_Tasks_.
1 > Answer these questions from the Microsoft earnings commentary:
(a) By what percentage did Microsoft shares surge on Wednesday?
(b) According to CNBC, how much did Azure revenue grow?
(c) What total revenue did Microsoft actually report under GAAP?
2 > Write out the part of the Microsoft earnings commentary that begins at the words "Microsoft shows the" and ends after the words "dour than feared.".
3 > List every news outlet that the Microsoft earnings commentary names.

_Passage_.
Microsoft shows the way.
The story went like this:
Wall Street gained on Wednesday and the S&P 500 and Dow industrials set fresh records, as Microsoft’s strong results boosted the indexes and marked the latest sign that U.S. corporate earnings season may be less dour than feared.
Microsoft shares surged 5.3% after the software giant posted sharp growth in its cloud computing business. The stock gave by far the biggest lift to the major indexes and the tech sector.
That’s how Reuters summarized the action on Wednesday afternoon to explain why the S&P 500 rose 0.4% to another record high, the NASDAQ 1.1%, and the Dow 0.2%. Many stories about this propitious event had a similar twist.
Microsoft, one of the aging tech elephants out there big enough to move the needle, had beaten analysts’ estimates, and markets were ecstatic.
Tuesday evening, CNBC raved that Microsoft reported quarterly earnings and revenue “that easily topped analysts’ expectations, as its key cloud product, Azure, saw revenue grow 102%.”
On Yahoo Finance, we read, “Microsoft crushes on earnings and revenue, stock pops.” And there’s some detail about the part that performed miracles in the quarter:
Earnings of $0.69 per share on an adjusted basis” – here we go again, adjusted, the mark of great American fiction – “up from $0.60 a year ago. Analysts were expecting $0.58.
Revenue of $22.6 billion, up from $22.18 billion a year ago. Analysts were expecting $22.14 billion.
Alas, that revenue figure ($22.6 billion) is factually wrong. Honest typo? We’ve certainly made plenty of them in the heat of the battle. But then the math of revenue growth is wrong too. The total revenue Microsoft actually reported under GAAP is $20.6 billion.
By going to the Microsoft press release, we find out that Yahoo cited a non-GAAP measure Microsoft had offered as a supplement, but Yahoo failed to disclose that it was non-GAAP. That smells of reader deception. The Yahoo report fabricated revenue growth out of a revenue decline. The GAAP figure Microsoft reported was a drop of 7.1%.
And worse, cost of revenue rose 6.8%.
So gross margin plunged 14.1% from $14.7 billion to $12.6 billion.
There were also impairment charges of $1.1 billion, but that was down from $8.4 billion a year ago. This is Microsoft’s way of confessing to the magnitude of the madness of its disastrous acquisition of Nokia [read… After Losing $11 Billion on $9.4-Billion Nokia Buy & Axing 27,650 Jobs, Microsoft Dumps Consumer Smartphones
Operating income without those write-offs plunged 34%, from $6.38 billion to $4.19 billion.
For fiscal 2016, revenues dropped 8.8% year-over-year. Gross margin fell 13.2%. And without the write-offs, operating income plummeted 24% from $28.2 billion to $21.3 billion.
In both years combined, Microsoft’s write-offs totaled $11.1 billion. Not exactly petty cash.
In fiscal 2014, net income was $22.1 billion. In fiscal 2015, net income plummeted by 45% to $12.2 billion. Thanks to lower write-offs in fiscal 2016 (ended June 30), net income was $16.8 billion. That’s down 24% from two years ago!!

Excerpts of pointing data
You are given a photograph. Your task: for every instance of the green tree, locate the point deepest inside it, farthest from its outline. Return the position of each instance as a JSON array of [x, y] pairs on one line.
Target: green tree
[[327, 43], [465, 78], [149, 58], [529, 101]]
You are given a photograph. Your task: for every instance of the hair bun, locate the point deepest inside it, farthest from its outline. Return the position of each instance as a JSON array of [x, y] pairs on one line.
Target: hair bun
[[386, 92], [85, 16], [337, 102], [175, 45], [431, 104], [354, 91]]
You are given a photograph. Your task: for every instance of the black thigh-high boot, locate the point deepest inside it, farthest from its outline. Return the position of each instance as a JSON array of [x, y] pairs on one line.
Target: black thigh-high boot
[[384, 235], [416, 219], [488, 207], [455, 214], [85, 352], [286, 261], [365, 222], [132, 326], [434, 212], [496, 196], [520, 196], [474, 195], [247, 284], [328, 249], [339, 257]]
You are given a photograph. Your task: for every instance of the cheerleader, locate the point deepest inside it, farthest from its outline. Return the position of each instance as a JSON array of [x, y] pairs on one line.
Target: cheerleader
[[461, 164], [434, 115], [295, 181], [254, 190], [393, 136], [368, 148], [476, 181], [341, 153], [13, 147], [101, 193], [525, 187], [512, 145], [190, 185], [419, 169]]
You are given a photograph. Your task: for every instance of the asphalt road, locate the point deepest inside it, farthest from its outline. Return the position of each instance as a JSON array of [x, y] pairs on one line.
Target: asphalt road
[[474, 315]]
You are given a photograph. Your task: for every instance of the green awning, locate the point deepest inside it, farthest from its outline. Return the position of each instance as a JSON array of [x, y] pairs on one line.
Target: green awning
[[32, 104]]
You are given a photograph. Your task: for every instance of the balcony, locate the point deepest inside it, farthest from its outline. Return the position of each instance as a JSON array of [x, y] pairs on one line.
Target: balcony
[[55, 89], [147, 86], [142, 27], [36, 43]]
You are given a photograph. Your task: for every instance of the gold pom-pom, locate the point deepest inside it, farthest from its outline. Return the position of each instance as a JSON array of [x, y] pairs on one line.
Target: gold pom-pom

_Solutions to each task_.
1 >
(a) 5.3%
(b) 102%
(c) $20.6 billion

2 >
Microsoft shows the way.
The story went like this:
Wall Street gained on Wednesday and the S&P 500 and Dow industrials set fresh records, as Microsoft’s strong results boosted the indexes and marked the latest sign that U.S. corporate earnings season may be less dour than feared.

3 > Reuters, CNBC, Yahoo Finance